§ **Aim of the task**:
Write out the passage on body and attention word for word, starting at "It can be tricky" and ending at "a wide awareness.".

Some begin trying to do activities as a single,
whole being by enjoying that sense of their head to toe being
totally connected, but then they realise that the minute their
attention shifts from that body out into the world and their
activity again, they can't do that and pay attention to their
bodies at the same time. But that's the split again, their body
can be in their awareness at the same time as their awareness
is out in the world in what they're doing. And what they feel
is that body following their head out into the world, that's
what their body is doing at that time. So as you pour that cup
of tea and are taking in the vision and sounds etc. of the teapot
and cup, at the same time you can feel your legs supporting
you and your arms pouring the tea, as they automatically follow
your attention in what you're doing. No need for you to go inside
and make those arms and legs and the rest of you do anything,
they'll automatically follow your attention.
Looked at from a broader context, it's not
so much that the head leads the rest of you as it is that the
world leads what your 'body' does. It is your activities out
in the world that animate your body, with the head being just
one cog in the connected network of you-and-the-world. The connecting
cog that takes your 'body' out into this world, although again
it's one seamless thing, there is no you and no separate world.
And all parts of this connected network are there at the same
time, and can be experienced at the same time, in every moment.
It can be tricky feeling your 'body' at the same time as your
attention is out in the world, because of our habits of feeling
that everything has to be routed through the head, because that's
where we've normally felt that 'we' are. And it might seem like
it's asking you to have your attention focused in more than
one place at a time, i.e. on what you're doing, and on your
body. But it's actually just one attention, spread out across
that whole body-world continuum. It's a wide awareness.
Some Examples
There has been so much said and written about
'wholeness' over the years, even in respectable scientific ways,
and yet hardly any of it ever gets to the common sense level
of everyday life. Wholeness or undividedness has usually been
described as something to try to get, rather than something
we already have and experience in some (simple) ways every day.

§ **Data extract**:

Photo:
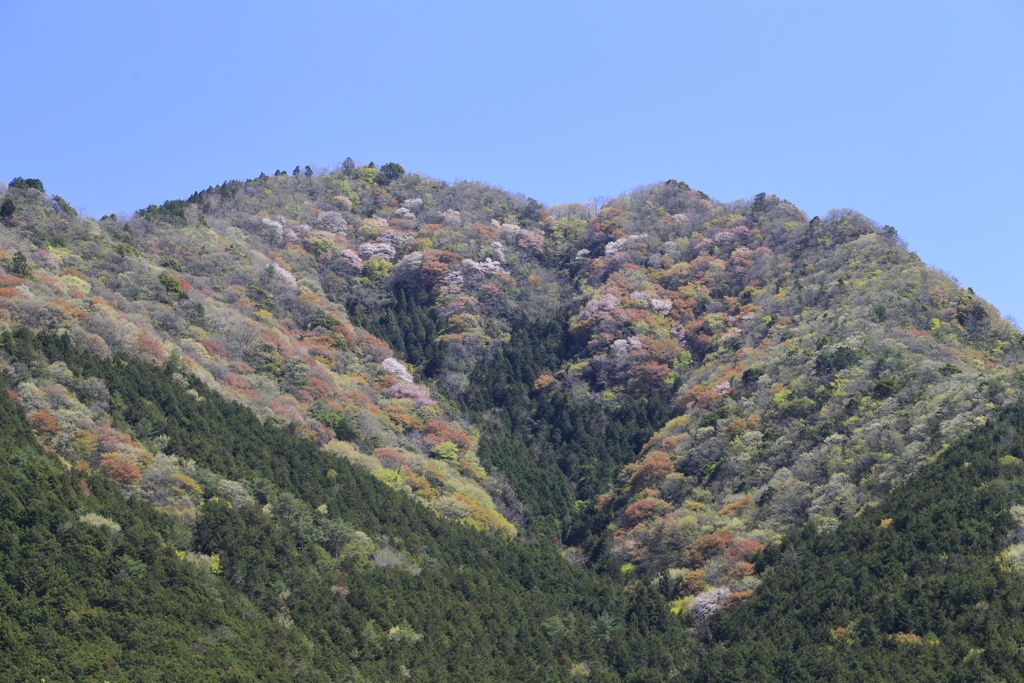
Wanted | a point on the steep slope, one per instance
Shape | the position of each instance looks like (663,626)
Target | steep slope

§ **Output**:
It can be tricky feeling your 'body' at the same time as your
attention is out in the world, because of our habits of feeling
that everything has to be routed through the head, because that's
where we've normally felt that 'we' are. And it might seem like
it's asking you to have your attention focused in more than
one place at a time, i.e. on what you're doing, and on your
body. But it's actually just one attention, spread out across
that whole body-world continuum. It's a wide awareness.